**TASK DIRECTIONS**. Copy every one of the rows below word for word, with no changes.

**TASK INPUTS**.
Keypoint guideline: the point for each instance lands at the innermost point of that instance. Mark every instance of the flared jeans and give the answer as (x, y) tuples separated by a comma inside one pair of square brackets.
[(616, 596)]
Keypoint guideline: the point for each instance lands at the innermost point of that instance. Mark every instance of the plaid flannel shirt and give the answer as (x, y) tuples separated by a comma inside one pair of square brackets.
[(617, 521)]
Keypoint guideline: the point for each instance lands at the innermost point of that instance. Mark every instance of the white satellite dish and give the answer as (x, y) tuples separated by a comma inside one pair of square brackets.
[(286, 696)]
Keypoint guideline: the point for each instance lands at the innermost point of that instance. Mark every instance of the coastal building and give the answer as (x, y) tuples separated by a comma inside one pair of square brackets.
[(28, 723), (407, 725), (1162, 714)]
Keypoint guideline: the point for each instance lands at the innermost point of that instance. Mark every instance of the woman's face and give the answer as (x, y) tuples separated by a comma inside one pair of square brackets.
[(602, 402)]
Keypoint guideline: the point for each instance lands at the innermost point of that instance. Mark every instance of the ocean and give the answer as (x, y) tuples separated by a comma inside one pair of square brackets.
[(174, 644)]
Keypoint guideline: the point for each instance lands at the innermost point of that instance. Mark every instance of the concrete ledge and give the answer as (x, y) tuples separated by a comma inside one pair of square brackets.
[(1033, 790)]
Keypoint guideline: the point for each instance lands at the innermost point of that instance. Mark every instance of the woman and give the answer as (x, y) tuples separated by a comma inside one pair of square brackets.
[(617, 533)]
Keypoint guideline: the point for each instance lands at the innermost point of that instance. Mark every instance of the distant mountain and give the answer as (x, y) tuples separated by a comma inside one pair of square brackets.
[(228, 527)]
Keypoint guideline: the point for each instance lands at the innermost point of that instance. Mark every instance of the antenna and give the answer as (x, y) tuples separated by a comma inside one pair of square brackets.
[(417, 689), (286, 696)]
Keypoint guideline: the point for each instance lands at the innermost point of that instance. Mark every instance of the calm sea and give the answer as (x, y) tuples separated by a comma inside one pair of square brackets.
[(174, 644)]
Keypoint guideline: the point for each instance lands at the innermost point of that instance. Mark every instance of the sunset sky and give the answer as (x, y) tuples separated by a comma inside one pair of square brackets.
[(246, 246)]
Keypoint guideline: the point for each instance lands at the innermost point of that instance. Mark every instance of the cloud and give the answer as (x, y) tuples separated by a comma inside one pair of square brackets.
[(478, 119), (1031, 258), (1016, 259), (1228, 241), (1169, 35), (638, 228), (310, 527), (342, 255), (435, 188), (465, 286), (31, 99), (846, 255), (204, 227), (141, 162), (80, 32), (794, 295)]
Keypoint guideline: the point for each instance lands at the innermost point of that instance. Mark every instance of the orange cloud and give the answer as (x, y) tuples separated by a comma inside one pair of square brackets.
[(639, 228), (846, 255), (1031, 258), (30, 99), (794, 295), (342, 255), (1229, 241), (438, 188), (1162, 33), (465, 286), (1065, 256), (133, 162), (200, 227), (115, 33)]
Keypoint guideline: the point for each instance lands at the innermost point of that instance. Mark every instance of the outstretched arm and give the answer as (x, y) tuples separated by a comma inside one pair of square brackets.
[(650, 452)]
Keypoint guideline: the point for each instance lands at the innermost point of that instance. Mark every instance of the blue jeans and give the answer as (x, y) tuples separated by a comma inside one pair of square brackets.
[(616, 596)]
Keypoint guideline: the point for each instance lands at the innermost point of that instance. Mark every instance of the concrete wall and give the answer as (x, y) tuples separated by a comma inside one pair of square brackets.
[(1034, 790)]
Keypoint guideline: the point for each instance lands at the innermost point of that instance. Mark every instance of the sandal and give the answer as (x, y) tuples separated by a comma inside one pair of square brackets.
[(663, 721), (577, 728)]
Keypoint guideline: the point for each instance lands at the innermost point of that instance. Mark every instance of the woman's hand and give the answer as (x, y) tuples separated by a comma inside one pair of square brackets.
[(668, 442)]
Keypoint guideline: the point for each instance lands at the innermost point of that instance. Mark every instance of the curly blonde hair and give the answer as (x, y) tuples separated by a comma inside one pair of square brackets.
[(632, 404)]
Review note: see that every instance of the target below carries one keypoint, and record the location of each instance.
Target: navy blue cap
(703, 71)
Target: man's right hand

**ANSWER TO THIS TASK**.
Keypoint guideline: the point for each instance lands at the innermost point of that instance. Mark every instance of the flared jeans and give the answer as (x, y) tuples separated by a comma inside one pair of square brackets.
[(616, 596)]
Keypoint guideline: the point for each instance lands at the innermost point of that instance. Mark every instance of the plaid flannel shirt and give the answer as (x, y) tuples separated by a comma inside one pair of square brackets.
[(617, 521)]
Keypoint guideline: the point for each instance lands at the innermost point of that instance. Mark every instance of the white satellite dish and give the answer as (x, y) tuples separated by a comma inside one pair of square brackets.
[(286, 696)]
Keypoint guideline: the point for each instance lands at the innermost point of that instance. Mark every instance of the coastal building and give the answer as (x, y) tuples separated by a comma inside one pair of square brackets.
[(28, 723), (407, 725), (1162, 714)]
Keypoint guideline: the point for each instance lands at the innermost point of that instance. Mark every instance of the woman's face and give the answer as (x, y) tuples separated by a comma inside one pair of square brackets.
[(602, 402)]
Keypoint guideline: the point for each instance lands at the innermost point of that instance. Mark every instance of the ocean and give the answer as (x, y) tuples separated by a comma inside one pair of square brackets.
[(174, 644)]
Keypoint guideline: the point for each instance lands at the innermost point of that instance. Mark every instance of the concrete ledge and give the answer as (x, y) tuples separated by a comma inside one pair of square brackets.
[(1033, 790)]
Keypoint guideline: the point for each instance lands at the innermost point of that instance. Mark every instance of the woman and give the answer as (x, y) tuples separated by a comma inside one pair of square brackets.
[(617, 533)]
Keypoint guideline: the point for each instance lands at the innermost point of that instance. Mark every instance of the distant mountain and give the answer as (x, y) tuples separated by a comma inside one pair of square brackets.
[(228, 527)]
Keypoint guideline: the point for each instance lands at the innermost point of that instance. Mark every instance of the antenna and give the answer as (x, y) tuples separated by a comma inside one pair of square brackets.
[(417, 689), (286, 696)]
Keypoint guideline: the point for each instance lands at the innermost point of that instance. Mark every instance of the calm sea and give the answer as (x, y) tuples separated by a comma inside one pair of square brackets.
[(174, 644)]
Keypoint guideline: the point for each instance lands at the innermost point of that instance. Mark every instance of the sunset sky and give the answer as (x, y) tuples separated by a comma inside one pair of square brackets.
[(246, 246)]
Keypoint guideline: the point for each instance lands at the innermost point of that instance. Mark every instance of the cloud and give the answer as (x, y) tuples separated by a comma inside one pair of square brackets.
[(478, 119), (1031, 258), (1016, 259), (1228, 241), (1169, 35), (638, 228), (310, 527), (342, 255), (435, 188), (465, 286), (31, 99), (846, 255), (204, 227), (141, 162), (80, 32), (794, 295)]
Keypoint guideline: the point for each instance lands at the innermost point of that instance. Mark every instance of the orange cloud and give the answer as (x, y) tuples separated by a comma inside one pair of square brackets.
[(639, 228), (846, 255), (1031, 258), (30, 99), (794, 295), (342, 255), (1229, 241), (438, 188), (1162, 33), (465, 286), (1065, 256), (133, 162), (200, 227), (115, 33)]
Keypoint guideline: the point for each instance lands at the innermost point of that instance. Mark every instance of the outstretched arm and give the answer as (x, y) tuples separated by a comma inside one pair of square brackets.
[(650, 452)]
Keypoint guideline: the point for each instance lands at the innermost point of that instance. Mark every instance of the blue jeans and give the answer as (x, y) tuples separated by a comma inside one pair of square brackets.
[(616, 596)]
Keypoint guideline: the point for each instance lands at the innermost point of that instance. Mark every instance of the concrete wall and give the answer as (x, y) tuples separated by a comma inside one pair of square brackets.
[(1034, 790)]
Keypoint guideline: the point for each instance lands at the innermost point of that instance. Mark every instance of the sandal and give the answer as (x, y) tuples separated by a comma inside one pair of square brackets.
[(663, 721), (577, 728)]
Keypoint guideline: the point for each instance lands at the innermost point of that instance. Mark every instance of the woman's hand and give the answer as (x, y) tuples separated by a comma inside one pair of square brackets.
[(668, 442)]
Keypoint guideline: the point for each instance lands at the innermost point of that instance. Mark every instance of the curly blonde hair and give the answer as (x, y) tuples separated by a comma inside one pair of square brackets.
[(632, 404)]
Review note: see that every instance of the target below carries one keypoint, and record the location of each instance.
Target: navy blue cap
(703, 71)
Target: man's right hand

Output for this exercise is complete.